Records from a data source
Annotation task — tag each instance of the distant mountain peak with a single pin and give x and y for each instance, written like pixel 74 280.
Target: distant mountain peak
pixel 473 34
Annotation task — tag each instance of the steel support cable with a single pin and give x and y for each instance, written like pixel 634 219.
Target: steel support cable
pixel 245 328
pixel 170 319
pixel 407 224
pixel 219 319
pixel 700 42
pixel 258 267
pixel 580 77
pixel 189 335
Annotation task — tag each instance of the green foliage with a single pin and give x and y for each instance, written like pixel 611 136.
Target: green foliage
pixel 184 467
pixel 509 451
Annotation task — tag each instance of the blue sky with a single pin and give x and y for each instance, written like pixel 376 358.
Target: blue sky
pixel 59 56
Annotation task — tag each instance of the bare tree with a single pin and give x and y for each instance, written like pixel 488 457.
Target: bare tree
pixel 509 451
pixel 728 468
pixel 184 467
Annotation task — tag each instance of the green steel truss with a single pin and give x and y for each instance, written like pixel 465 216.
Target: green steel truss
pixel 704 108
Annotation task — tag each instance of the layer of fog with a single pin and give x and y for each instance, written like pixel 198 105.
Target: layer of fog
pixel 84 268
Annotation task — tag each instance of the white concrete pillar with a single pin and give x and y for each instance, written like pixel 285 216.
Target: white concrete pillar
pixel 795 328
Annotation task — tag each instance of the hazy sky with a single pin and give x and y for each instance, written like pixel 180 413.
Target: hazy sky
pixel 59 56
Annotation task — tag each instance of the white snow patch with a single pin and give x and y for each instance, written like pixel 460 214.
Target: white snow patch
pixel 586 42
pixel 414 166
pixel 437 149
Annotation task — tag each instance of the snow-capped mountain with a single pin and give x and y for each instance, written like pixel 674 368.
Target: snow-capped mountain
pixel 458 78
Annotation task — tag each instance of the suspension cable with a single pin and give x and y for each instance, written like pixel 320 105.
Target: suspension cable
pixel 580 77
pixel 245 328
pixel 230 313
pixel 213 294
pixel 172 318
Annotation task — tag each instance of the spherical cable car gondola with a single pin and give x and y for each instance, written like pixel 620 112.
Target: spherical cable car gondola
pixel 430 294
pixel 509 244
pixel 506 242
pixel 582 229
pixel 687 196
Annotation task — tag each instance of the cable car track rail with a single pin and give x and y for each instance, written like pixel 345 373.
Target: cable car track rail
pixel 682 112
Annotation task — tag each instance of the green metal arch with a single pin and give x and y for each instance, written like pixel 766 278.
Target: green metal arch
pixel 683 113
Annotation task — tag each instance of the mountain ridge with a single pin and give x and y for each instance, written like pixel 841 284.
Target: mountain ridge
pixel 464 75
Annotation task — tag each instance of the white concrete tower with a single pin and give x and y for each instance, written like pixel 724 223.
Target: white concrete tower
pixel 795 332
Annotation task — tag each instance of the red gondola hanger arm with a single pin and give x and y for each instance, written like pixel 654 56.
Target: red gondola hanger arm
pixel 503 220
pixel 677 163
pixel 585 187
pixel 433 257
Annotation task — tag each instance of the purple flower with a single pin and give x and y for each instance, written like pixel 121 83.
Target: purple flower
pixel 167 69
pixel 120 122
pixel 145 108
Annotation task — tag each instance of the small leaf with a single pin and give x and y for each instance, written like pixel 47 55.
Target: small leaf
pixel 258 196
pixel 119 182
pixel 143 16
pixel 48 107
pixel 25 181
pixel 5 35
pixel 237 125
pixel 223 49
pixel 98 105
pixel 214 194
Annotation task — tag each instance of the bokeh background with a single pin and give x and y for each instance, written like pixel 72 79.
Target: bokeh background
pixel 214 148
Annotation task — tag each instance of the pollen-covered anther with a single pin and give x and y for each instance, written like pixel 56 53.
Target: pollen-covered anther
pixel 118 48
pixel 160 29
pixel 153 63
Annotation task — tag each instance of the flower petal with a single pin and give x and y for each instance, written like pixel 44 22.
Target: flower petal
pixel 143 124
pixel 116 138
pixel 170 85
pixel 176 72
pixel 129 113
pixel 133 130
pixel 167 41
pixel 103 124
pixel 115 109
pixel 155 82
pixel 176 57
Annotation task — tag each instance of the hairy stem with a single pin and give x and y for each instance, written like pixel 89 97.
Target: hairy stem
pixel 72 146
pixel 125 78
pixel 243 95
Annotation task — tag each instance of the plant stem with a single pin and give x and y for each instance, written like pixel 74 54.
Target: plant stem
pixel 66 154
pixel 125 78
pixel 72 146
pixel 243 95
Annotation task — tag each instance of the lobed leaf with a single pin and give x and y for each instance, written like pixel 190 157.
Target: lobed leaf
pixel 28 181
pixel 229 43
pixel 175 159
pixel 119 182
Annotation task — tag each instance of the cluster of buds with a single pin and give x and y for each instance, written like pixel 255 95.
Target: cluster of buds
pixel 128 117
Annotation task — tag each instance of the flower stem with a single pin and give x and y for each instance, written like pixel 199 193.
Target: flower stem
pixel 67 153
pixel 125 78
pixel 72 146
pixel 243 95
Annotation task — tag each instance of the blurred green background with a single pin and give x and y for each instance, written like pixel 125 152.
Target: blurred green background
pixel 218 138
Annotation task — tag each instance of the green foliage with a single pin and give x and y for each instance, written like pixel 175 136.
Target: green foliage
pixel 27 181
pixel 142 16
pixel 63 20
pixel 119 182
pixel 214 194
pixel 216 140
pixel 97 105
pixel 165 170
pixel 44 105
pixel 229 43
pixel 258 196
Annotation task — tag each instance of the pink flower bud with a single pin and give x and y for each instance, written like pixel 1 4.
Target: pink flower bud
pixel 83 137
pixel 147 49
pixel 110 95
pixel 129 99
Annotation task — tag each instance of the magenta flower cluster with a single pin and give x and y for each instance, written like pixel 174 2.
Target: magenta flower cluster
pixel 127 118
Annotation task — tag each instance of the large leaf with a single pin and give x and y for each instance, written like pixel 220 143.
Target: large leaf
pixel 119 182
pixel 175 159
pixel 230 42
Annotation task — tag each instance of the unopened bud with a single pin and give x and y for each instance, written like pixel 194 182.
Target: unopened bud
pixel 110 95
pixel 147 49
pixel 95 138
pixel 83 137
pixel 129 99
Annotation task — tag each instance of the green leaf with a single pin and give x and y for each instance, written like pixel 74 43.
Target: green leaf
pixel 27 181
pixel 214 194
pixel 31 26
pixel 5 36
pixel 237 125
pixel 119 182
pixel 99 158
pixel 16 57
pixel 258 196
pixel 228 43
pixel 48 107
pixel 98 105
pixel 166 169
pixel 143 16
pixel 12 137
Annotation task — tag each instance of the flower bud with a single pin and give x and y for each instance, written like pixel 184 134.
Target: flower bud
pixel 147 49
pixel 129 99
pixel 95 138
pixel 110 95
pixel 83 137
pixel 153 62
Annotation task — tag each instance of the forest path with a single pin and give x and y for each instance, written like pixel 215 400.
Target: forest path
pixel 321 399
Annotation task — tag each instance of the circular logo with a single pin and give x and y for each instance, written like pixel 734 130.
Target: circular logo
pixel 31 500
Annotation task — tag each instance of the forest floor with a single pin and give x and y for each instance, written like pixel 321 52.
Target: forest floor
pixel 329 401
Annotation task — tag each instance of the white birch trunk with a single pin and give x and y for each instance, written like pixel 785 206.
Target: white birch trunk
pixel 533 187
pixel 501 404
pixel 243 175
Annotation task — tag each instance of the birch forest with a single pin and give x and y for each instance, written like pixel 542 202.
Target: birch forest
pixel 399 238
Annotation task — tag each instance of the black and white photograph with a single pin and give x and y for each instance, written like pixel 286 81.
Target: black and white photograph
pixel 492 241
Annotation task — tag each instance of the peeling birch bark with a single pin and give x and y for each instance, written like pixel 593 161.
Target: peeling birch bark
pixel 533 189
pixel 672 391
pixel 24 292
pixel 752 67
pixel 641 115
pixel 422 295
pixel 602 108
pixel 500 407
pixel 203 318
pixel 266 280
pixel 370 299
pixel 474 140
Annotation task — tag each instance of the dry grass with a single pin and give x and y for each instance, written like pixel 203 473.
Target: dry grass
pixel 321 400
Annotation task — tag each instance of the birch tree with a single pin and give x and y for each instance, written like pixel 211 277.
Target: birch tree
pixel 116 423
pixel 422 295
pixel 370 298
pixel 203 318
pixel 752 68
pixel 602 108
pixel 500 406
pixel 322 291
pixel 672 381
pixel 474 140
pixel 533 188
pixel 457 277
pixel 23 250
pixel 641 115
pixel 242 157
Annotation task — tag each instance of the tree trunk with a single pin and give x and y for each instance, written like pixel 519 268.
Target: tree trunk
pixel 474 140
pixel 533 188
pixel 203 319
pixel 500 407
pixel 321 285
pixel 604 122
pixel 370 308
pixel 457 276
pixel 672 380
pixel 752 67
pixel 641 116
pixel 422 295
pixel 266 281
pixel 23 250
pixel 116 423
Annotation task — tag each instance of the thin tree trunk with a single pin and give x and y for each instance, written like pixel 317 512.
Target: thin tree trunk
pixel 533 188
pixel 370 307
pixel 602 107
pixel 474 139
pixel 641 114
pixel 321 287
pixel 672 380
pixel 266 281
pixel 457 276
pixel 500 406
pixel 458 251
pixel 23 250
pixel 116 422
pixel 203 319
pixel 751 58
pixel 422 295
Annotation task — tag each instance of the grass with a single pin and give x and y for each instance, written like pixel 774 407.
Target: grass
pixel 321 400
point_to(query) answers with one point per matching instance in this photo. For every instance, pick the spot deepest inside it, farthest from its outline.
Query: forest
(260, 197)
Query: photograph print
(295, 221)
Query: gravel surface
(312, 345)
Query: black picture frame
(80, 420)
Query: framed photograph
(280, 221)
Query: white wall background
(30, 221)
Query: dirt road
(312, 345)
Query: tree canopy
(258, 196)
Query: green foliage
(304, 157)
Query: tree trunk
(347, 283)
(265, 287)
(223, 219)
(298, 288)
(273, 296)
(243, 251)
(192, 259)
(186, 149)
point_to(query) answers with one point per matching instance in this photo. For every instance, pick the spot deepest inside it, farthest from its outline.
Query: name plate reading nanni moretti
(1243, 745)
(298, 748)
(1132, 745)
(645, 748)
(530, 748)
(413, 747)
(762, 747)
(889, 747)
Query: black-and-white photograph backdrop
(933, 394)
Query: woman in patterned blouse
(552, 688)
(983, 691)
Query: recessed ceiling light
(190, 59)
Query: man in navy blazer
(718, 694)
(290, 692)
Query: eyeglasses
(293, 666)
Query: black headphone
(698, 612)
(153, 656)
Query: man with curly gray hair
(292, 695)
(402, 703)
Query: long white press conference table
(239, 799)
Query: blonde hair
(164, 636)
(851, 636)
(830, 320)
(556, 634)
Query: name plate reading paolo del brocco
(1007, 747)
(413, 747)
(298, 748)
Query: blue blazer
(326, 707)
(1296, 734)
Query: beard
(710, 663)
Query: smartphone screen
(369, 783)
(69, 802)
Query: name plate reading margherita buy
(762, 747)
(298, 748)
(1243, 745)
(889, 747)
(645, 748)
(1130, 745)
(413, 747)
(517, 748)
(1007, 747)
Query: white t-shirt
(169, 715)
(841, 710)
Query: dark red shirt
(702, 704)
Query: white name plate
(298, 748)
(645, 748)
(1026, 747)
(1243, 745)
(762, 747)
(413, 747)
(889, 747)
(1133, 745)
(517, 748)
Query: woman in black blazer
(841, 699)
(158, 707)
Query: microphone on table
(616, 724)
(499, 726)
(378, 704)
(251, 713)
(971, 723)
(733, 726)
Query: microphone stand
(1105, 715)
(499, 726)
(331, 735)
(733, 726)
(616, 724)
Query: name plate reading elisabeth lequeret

Assignment
Look above for the line with "Target: pollen-covered anther" and the line with "pixel 175 136."; transcribe both and all lines in between, exactly, and nothing else.

Completed exercise
Target: pollen-covered anther
pixel 118 48
pixel 160 29
pixel 153 63
Annotation task — tag each instance of the flower petal with a single pin and give x and y for each instance, written like pixel 44 22.
Target: flower petal
pixel 143 124
pixel 116 138
pixel 170 85
pixel 176 72
pixel 129 113
pixel 133 130
pixel 167 41
pixel 103 124
pixel 115 109
pixel 155 82
pixel 176 57
Annotation task — tag each instance of the hairy stem with a single pin and give x and y for each instance, written like pixel 89 97.
Target: hairy stem
pixel 72 146
pixel 125 78
pixel 243 95
Annotation task — tag each instance of the plant stem with a single pin and give x and y for each instance, written like pixel 74 54.
Target: plant stem
pixel 66 154
pixel 125 78
pixel 72 146
pixel 243 95
Annotation task — tag each instance of the lobed leaf with a single pin and give x and y for each instance, written like pixel 190 157.
Target: lobed leaf
pixel 28 181
pixel 229 43
pixel 175 159
pixel 119 182
Annotation task — tag each instance of the cluster of buds with a single pin and give x and y for each instance, written like pixel 255 95.
Target: cluster of buds
pixel 128 117
Annotation task — tag each instance of the flower stem with a single pin and give x and y for each instance, written like pixel 199 193.
Target: flower stem
pixel 67 153
pixel 125 78
pixel 72 146
pixel 243 95
Annotation task — tag each instance of the blurred green background with a single pin and give x and y for each instance, written like pixel 125 152.
Target: blurred green background
pixel 218 138
Annotation task — tag each instance of the green foliage with a single pin and give x and y for each instance, written like pixel 175 136.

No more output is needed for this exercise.